> **Passage given**
■ ■ ■ ■

For weeks, Germany's government has been warning of an increased risk of an attack in the country. But Berlin has continually insisted that the risk was an abstract one and that there was little in the way of concrete information. That, said de Maizière, has now changed.

He said that security officials both in Germany and abroad now have information that an attack might be in the works for the end of November. For the first time, he said, there are "concrete investigation leads."

"We will show strength and will not allow ourselves to be intimidated," de Maizière told reporters at a hastily called press conference. "We will not allow international terrorism to limit our lifestyles nor our culture of freedom."

Germany's interior minister said he has ordered security officials across Germany to increase patrols, particularly in airports, train stations and other possible targets. On Wednesday morning, increased patrols were already apparent at Berlin's main train station and on the square in front of the Brandenburg Gate.

"We have to expect an attack at any time," said a senior security official in Berlin. According to the official, Germany's Federal Criminal Police Office (BKA) is investigating indications that a terror cell, made up of four Islamists from India and others from Pakistan is preparing to travel to Germany or has already arrived. Officials are in possession of the names of the suspects.

More Concerned

For most of his first year in office, de Maizière has proven to be much less vocal about the dangers of terrorism than his predecessor Wolfgang Schäuble, who is now Germany's finance minister. Recently, however, his message has changed. Just the week before last, he urged the German population to be vigilant. In an interview with the mass-circulation tabloid Bild am Sonntag, he said that there were no concrete indications that an attack was imminent but that he had become more concerned.

Warnings of an impending terrorist attack in Europe have been circulating for months, with much of the concern having come from the interrogations of two German radicals who were recently taken into custody. In July, an Islamist from Hamburg named Ahmad Siddiqui was arrested by the US military in Kabul. He reported having been told of impending attacks in Europe by an al-Qaida member named Younis al-Mauretani.

Rami M., another German radical from Hamburg, was arrested in Pakistan and he confirmed the information provided by Ahmad S. Rami M. has since been extradited to Germany while Ahmad S. remains in US custody at the Bagram air force base in Afghanistan. In addition to Germany, France and Great Britain have also been mentioned as possible targets.

■ ■ ■ ■

> **Data supplied**

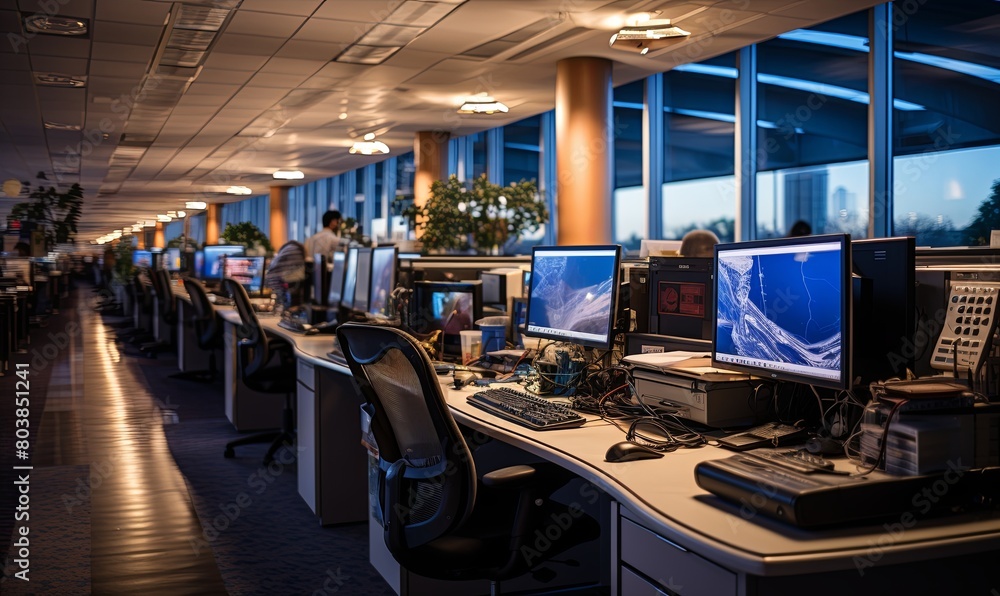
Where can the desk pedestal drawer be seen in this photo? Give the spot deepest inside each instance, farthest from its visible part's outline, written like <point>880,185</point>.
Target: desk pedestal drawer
<point>670,566</point>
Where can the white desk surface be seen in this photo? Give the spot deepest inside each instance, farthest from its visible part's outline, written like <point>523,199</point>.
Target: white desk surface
<point>663,495</point>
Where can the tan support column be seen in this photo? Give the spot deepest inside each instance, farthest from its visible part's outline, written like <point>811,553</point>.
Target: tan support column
<point>213,215</point>
<point>430,157</point>
<point>279,217</point>
<point>585,148</point>
<point>158,240</point>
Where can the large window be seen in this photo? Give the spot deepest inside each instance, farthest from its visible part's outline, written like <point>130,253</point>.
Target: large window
<point>699,105</point>
<point>946,121</point>
<point>629,201</point>
<point>812,89</point>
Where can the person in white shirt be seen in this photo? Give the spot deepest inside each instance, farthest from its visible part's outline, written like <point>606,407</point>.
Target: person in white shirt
<point>326,240</point>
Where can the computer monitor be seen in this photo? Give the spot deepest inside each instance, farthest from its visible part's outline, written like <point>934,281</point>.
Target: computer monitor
<point>383,281</point>
<point>336,279</point>
<point>681,297</point>
<point>449,306</point>
<point>884,309</point>
<point>172,259</point>
<point>198,267</point>
<point>350,279</point>
<point>142,258</point>
<point>364,280</point>
<point>214,253</point>
<point>321,279</point>
<point>248,271</point>
<point>574,294</point>
<point>783,309</point>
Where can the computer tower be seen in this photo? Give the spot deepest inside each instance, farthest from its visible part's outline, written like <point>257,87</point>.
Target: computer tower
<point>681,296</point>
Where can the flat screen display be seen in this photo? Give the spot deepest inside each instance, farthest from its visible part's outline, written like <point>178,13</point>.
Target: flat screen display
<point>336,279</point>
<point>383,280</point>
<point>212,269</point>
<point>783,309</point>
<point>248,271</point>
<point>574,291</point>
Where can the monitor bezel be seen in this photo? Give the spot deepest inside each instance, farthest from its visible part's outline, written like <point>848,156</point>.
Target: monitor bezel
<point>844,380</point>
<point>339,256</point>
<point>609,340</point>
<point>394,267</point>
<point>351,278</point>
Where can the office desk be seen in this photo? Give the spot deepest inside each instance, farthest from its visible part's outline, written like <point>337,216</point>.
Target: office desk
<point>332,463</point>
<point>669,536</point>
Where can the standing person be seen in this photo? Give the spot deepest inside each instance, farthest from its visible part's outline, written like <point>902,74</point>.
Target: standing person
<point>327,240</point>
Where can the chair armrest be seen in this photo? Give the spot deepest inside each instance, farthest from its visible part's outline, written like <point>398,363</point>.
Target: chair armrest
<point>512,477</point>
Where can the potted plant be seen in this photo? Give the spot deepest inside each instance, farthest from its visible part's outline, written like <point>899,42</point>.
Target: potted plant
<point>479,215</point>
<point>56,213</point>
<point>249,235</point>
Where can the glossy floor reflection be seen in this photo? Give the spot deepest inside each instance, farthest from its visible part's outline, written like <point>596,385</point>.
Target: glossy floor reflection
<point>102,464</point>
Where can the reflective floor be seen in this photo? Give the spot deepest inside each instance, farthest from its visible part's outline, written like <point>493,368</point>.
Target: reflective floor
<point>102,466</point>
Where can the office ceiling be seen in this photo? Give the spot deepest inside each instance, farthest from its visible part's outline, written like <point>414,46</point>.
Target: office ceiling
<point>166,102</point>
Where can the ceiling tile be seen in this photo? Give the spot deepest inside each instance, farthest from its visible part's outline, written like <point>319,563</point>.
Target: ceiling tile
<point>331,31</point>
<point>250,45</point>
<point>246,22</point>
<point>122,52</point>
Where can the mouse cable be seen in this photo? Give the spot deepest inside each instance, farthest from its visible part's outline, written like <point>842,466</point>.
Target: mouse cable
<point>669,435</point>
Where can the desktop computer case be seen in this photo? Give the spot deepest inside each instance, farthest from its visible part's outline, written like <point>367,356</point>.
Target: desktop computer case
<point>712,403</point>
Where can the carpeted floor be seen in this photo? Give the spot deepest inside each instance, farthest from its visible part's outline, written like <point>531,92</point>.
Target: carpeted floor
<point>264,536</point>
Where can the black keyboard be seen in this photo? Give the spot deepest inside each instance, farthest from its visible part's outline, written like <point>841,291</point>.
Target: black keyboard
<point>525,409</point>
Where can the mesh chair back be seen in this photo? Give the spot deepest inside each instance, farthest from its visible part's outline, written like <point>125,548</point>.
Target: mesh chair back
<point>417,437</point>
<point>253,347</point>
<point>207,325</point>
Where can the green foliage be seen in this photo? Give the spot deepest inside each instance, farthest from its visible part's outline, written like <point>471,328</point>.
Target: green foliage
<point>56,213</point>
<point>247,234</point>
<point>481,215</point>
<point>987,218</point>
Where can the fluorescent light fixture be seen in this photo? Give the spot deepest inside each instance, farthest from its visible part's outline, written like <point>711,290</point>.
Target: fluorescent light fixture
<point>482,105</point>
<point>61,126</point>
<point>55,79</point>
<point>653,34</point>
<point>55,25</point>
<point>369,146</point>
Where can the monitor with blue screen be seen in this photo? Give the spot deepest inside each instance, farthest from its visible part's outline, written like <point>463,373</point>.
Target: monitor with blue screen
<point>350,279</point>
<point>574,294</point>
<point>383,281</point>
<point>247,271</point>
<point>142,258</point>
<point>783,309</point>
<point>212,268</point>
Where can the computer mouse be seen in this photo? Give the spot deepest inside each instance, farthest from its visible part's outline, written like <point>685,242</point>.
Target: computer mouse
<point>465,377</point>
<point>628,451</point>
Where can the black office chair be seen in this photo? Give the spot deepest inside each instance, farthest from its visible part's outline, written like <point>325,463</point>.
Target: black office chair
<point>267,364</point>
<point>440,519</point>
<point>207,330</point>
<point>167,309</point>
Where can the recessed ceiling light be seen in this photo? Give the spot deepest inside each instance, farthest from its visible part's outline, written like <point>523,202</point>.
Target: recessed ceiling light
<point>55,79</point>
<point>369,146</point>
<point>482,105</point>
<point>55,25</point>
<point>61,126</point>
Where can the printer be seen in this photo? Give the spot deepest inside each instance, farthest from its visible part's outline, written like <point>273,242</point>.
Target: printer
<point>692,389</point>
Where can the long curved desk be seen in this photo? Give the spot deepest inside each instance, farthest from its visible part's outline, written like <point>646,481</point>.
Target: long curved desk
<point>667,535</point>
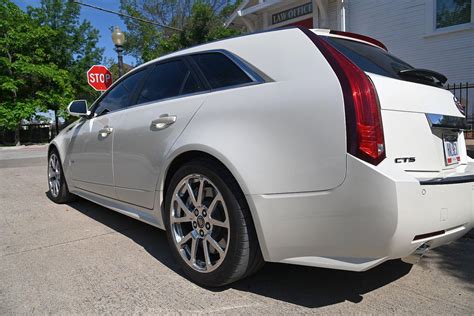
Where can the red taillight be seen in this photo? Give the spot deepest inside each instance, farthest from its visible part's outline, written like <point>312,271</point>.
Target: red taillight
<point>365,138</point>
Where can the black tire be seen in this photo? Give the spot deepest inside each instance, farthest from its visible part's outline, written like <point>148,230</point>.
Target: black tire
<point>63,196</point>
<point>243,256</point>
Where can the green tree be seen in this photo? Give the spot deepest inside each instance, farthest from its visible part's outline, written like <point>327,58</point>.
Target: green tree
<point>75,43</point>
<point>30,80</point>
<point>201,21</point>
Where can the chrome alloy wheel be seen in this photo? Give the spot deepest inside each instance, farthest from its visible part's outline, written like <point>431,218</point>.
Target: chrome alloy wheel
<point>199,223</point>
<point>54,175</point>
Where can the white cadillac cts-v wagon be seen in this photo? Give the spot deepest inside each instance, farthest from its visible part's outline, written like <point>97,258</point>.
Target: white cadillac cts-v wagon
<point>299,146</point>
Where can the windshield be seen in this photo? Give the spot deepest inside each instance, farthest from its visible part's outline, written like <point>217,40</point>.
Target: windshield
<point>370,58</point>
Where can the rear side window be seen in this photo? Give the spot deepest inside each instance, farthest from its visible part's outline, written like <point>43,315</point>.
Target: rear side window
<point>369,58</point>
<point>220,71</point>
<point>119,97</point>
<point>168,80</point>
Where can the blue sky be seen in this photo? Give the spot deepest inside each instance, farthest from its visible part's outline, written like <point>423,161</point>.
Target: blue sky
<point>100,20</point>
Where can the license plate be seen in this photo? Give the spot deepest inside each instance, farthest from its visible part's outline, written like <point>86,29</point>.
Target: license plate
<point>451,153</point>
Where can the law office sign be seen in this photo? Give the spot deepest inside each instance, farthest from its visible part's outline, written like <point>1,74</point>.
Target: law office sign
<point>292,13</point>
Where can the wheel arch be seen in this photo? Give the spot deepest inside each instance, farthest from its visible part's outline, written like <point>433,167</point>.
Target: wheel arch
<point>189,154</point>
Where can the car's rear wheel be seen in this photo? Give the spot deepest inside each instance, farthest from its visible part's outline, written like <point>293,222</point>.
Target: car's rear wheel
<point>209,226</point>
<point>58,190</point>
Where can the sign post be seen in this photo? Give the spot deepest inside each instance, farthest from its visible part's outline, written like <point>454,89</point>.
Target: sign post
<point>99,77</point>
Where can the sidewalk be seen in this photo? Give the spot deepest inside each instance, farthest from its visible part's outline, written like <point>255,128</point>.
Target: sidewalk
<point>23,151</point>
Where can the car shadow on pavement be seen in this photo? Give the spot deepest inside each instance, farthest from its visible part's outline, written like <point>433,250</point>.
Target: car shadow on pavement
<point>305,286</point>
<point>457,259</point>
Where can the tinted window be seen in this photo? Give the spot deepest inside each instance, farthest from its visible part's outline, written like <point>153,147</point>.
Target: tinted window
<point>119,96</point>
<point>168,80</point>
<point>370,58</point>
<point>220,71</point>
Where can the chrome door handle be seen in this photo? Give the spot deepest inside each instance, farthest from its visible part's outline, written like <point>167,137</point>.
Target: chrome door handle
<point>163,122</point>
<point>105,131</point>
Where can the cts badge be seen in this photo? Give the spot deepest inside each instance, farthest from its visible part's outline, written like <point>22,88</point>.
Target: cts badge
<point>405,159</point>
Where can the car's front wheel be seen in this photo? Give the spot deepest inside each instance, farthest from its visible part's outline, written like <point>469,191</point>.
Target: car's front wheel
<point>58,190</point>
<point>209,226</point>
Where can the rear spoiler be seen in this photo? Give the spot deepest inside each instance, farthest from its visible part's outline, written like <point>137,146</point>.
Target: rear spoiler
<point>446,122</point>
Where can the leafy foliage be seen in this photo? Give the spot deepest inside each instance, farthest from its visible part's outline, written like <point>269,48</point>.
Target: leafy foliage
<point>201,21</point>
<point>452,12</point>
<point>75,43</point>
<point>44,55</point>
<point>30,80</point>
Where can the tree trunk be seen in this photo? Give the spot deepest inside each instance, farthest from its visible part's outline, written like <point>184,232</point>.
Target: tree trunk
<point>17,134</point>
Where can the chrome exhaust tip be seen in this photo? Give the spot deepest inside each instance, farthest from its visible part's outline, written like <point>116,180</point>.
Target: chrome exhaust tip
<point>416,256</point>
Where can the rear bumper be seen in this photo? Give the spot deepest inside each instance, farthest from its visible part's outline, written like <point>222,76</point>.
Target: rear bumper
<point>374,216</point>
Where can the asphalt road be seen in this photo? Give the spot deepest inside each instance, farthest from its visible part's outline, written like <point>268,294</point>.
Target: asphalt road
<point>83,258</point>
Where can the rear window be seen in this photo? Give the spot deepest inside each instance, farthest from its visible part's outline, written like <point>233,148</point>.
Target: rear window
<point>220,71</point>
<point>369,58</point>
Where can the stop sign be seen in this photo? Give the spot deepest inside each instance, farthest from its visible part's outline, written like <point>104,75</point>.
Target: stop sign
<point>99,77</point>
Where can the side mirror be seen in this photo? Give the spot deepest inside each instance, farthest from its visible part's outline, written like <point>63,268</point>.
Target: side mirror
<point>78,108</point>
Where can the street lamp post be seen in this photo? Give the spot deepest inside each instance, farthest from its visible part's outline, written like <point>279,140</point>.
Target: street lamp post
<point>119,39</point>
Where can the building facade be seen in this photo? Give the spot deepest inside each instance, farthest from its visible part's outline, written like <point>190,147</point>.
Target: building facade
<point>432,34</point>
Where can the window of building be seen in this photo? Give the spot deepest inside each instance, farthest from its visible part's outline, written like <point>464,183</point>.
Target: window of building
<point>168,80</point>
<point>119,97</point>
<point>220,71</point>
<point>452,12</point>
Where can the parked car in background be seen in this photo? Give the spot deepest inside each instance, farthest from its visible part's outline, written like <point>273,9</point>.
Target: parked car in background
<point>298,146</point>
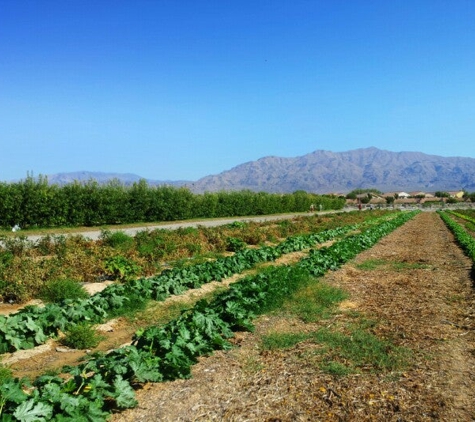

■ ■ ■ ■

> **Task set**
1/ Answer these questions using the passage on Germany's terror warning:
(a) For what time might an attack be in the works, according to security officials?
(b) Who was de Maizière's predecessor, and what office does he now hold?
(c) Where is Ahmad S. being held?
2/ Reproduce the part of the passage on Germany's terror warning between "Rami M., another" and "as possible targets.", inclusive.

> **Full solutions**
1/
(a) The end of November.
(b) Wolfgang Schäuble, who is now Germany's finance minister.
(c) In US custody at the Bagram air force base in Afghanistan.

2/
Rami M., another German radical from Hamburg, was arrested in Pakistan and he confirmed the information provided by Ahmad S. Rami M. has since been extradited to Germany while Ahmad S. remains in US custody at the Bagram air force base in Afghanistan. In addition to Germany, France and Great Britain have also been mentioned as possible targets.